── 所给文本

Question

493. 翻转对

English Version

题目描述

给定一个数组 nums ，如果 i < j 且 nums[i] > 2*nums[j] 我们就将 (i, j) 称作一个_重要翻转对_。

你需要返回给定数组中的重要翻转对的数量。

示例 1:

输入: [1,3,2,3,1]
输出: 2

示例 2:

输入: [2,4,3,5,1]
输出: 3

注意:

1. 给定数组的长度不会超过50000。
2. 输入数组中的所有数字都在32位整数的表示范围内。

解法

方法一：归并排序

归并排序的过程中，如果左边的数大于右边的数，则右边的数与左边的数之后的数都构成逆序对。

时间复杂度 $O(n \times \log n)$，空间复杂度 $O(n)$。其中 $n$ 为数组长度。

class Solution:
  def reversePairs(self, nums: List[int]) -> int:
    def merge_sort(l, r):
      if l >= r:
        return 0
      mid = (l + r) >> 1
      ans = merge_sort(l, mid) + merge_sort(mid + 1, r)
      t = []
      i, j = l, mid + 1
      while i <= mid and j <= r:
        if nums[i] <= 2 * nums[j]:
          i += 1
        else:
          ans += mid - i + 1
          j += 1
      i, j = l, mid + 1
      while i <= mid and j <= r:
        if nums[i] <= nums[j]:
          t.append(nums[i])
          i += 1
        else:
          t.append(nums[j])
          j += 1
      t.extend(nums[i : mid + 1])

────
── 数据条目

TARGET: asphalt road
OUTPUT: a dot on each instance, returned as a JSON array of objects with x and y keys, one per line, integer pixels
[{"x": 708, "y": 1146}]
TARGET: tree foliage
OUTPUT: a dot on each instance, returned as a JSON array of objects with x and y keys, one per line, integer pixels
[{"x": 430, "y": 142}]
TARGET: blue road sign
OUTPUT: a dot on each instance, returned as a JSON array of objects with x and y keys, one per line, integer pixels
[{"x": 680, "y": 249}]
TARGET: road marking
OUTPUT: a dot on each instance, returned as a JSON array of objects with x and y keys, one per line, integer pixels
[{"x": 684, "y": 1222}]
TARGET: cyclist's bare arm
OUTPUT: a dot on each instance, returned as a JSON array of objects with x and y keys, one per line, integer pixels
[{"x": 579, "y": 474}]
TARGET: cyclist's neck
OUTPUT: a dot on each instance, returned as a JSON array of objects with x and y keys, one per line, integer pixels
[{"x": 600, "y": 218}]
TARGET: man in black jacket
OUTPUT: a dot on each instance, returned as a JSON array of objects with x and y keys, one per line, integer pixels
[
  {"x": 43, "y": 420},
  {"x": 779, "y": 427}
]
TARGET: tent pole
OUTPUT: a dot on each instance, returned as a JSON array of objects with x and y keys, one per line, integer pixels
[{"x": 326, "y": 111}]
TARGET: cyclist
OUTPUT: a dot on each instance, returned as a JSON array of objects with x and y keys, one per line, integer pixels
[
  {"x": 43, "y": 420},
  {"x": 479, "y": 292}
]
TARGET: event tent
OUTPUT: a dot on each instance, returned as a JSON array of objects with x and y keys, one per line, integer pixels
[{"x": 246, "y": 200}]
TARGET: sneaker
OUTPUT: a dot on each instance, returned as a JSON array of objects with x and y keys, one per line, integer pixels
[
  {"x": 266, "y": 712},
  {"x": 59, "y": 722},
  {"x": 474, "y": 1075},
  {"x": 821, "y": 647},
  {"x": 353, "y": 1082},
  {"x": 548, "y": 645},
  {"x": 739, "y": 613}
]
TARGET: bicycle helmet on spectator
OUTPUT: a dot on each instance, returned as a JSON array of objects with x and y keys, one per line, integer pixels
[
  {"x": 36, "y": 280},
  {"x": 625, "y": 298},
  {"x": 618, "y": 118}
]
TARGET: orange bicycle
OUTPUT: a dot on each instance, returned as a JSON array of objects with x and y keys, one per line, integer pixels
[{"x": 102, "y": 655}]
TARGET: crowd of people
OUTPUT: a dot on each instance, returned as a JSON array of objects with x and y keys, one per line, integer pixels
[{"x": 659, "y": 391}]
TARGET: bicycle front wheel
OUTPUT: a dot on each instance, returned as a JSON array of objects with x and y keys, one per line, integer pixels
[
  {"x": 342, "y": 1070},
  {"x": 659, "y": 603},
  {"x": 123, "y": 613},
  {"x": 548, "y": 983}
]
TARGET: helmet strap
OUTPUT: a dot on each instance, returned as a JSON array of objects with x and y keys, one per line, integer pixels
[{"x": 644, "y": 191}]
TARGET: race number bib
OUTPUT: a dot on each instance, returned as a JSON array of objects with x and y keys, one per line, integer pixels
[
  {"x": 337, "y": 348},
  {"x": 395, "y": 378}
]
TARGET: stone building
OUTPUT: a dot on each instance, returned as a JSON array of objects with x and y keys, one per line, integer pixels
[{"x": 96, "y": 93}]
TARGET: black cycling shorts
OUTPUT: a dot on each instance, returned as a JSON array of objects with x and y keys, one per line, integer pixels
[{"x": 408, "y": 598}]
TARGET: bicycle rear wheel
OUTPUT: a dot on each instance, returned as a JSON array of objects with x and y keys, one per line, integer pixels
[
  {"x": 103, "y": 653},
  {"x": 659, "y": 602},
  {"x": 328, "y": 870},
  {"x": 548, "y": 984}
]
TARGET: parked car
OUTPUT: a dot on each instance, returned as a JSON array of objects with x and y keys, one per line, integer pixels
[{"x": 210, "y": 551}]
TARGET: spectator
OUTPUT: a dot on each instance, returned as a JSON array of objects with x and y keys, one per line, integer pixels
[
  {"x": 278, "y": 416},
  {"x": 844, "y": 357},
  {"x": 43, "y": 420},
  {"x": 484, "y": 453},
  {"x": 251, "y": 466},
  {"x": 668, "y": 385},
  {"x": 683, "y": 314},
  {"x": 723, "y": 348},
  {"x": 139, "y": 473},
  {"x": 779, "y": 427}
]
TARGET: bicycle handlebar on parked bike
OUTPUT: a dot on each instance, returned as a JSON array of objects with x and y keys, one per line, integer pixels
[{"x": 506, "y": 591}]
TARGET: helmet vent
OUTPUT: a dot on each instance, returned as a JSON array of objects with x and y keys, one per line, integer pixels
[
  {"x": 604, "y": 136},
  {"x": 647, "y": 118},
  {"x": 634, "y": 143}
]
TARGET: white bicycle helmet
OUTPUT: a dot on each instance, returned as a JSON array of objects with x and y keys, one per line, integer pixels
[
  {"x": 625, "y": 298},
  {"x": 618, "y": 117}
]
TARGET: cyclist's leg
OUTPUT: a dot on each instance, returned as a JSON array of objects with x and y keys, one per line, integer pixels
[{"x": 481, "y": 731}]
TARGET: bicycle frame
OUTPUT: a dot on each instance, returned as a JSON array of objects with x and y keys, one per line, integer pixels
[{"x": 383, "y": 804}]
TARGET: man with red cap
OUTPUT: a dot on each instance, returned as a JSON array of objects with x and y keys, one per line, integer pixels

────

任务说明 ▸
根据所给文本回答：
(a) 示例 2 的输出是多少？
(b) 给定数组的长度上限是多少？
(c) 方法一的空间复杂度是多少？
上述条目与作答无关。

预期输出 ▸
(a) 3
(b) 不超过 50000
(c) O(n)